DATA UNDER STUDY below:

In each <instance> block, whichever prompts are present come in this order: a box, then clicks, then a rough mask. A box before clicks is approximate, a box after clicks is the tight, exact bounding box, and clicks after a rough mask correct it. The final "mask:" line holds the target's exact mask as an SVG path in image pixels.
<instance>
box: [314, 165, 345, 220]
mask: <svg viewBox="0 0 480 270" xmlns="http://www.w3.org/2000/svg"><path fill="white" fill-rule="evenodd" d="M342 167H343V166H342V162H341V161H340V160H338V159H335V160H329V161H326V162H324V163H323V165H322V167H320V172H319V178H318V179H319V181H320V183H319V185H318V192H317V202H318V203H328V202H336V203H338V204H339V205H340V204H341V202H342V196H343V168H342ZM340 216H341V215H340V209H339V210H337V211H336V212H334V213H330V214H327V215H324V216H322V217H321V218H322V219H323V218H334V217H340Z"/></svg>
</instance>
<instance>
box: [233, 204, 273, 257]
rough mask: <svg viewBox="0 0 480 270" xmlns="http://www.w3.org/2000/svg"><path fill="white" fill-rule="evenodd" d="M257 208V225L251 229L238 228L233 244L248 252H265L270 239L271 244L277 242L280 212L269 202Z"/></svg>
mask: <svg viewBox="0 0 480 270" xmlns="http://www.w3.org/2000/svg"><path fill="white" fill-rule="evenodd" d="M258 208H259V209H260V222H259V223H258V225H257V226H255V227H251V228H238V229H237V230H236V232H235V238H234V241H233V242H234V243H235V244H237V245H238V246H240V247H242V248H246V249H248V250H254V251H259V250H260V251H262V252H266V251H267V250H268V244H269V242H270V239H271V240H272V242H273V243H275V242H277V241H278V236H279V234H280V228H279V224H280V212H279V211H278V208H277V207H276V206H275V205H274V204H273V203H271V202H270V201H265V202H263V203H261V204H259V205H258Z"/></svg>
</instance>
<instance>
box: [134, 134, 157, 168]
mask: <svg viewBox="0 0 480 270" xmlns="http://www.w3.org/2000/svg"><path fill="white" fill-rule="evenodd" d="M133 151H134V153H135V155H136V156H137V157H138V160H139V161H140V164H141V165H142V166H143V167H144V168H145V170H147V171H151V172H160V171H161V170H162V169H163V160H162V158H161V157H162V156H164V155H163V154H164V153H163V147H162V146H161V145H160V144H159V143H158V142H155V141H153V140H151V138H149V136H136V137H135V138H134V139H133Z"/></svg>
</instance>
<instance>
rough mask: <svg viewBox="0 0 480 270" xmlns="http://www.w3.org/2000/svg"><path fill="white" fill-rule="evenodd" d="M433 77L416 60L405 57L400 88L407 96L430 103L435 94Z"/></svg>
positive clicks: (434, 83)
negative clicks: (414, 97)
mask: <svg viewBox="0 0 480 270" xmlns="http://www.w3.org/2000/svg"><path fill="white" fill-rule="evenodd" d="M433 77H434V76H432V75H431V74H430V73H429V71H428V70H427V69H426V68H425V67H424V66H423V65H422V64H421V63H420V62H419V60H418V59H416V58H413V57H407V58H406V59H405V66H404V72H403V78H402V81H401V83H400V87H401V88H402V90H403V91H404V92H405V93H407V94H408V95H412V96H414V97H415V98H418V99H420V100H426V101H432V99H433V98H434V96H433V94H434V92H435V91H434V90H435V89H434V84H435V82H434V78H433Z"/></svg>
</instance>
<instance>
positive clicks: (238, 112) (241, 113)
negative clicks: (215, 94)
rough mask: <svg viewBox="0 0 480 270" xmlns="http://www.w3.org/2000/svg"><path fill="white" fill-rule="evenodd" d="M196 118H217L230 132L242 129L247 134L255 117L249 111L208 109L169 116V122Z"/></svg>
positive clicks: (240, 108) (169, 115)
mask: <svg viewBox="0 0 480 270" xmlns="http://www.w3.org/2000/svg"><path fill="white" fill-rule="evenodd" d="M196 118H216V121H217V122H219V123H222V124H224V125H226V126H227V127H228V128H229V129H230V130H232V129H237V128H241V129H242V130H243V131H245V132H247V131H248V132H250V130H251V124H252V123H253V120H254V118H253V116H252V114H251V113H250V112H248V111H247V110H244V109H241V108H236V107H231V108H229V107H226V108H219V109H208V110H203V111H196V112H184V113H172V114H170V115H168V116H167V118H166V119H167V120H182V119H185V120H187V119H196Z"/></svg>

End of DATA UNDER STUDY.
DATA UNDER STUDY below:

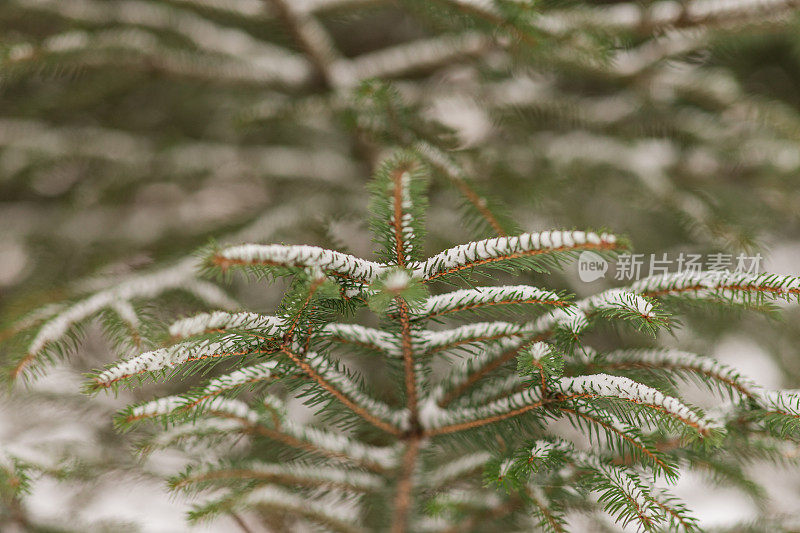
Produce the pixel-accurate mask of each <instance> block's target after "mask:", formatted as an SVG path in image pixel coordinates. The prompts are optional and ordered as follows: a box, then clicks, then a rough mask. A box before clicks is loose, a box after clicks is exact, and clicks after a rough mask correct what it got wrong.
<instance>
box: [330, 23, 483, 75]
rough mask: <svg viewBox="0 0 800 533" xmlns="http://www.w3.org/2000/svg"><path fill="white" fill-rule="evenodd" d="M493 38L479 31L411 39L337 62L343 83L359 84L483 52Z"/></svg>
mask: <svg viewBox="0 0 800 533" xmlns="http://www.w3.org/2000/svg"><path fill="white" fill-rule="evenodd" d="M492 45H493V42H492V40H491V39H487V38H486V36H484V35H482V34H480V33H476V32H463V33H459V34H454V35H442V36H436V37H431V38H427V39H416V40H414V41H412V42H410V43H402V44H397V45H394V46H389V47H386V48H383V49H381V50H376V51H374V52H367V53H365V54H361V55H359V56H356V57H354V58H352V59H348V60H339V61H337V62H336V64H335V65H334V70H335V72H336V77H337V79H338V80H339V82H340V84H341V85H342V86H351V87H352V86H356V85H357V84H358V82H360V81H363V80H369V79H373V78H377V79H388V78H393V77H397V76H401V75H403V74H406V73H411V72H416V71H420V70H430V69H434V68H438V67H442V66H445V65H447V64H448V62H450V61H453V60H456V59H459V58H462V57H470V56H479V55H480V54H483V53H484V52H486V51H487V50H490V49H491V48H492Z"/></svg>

End of DATA UNDER STUDY.

» **REQUIRED WORK**
Some of the data mentions "after". Copy every line where it does.

» **SOLUTION TO THE EXERCISE**
In each <instance> block, whichever prompts are present come in this order: a box, then clicks, then a rough mask. A box before clicks is approximate, a box after clicks is the tight, exact bounding box, and clicks after a rough mask correct it. The final "mask:" line holds the target's exact mask as an SVG path in image pixels.
Produce the pixel-accurate mask of each <instance> block's target after "mask:", formatted as an SVG path in image pixel coordinates. The prompts are optional and ordered as follows: a box, then clicks, then a rough mask. A box before clicks is loose, a box after clicks is exact, and clicks after a rough mask correct what it got wrong.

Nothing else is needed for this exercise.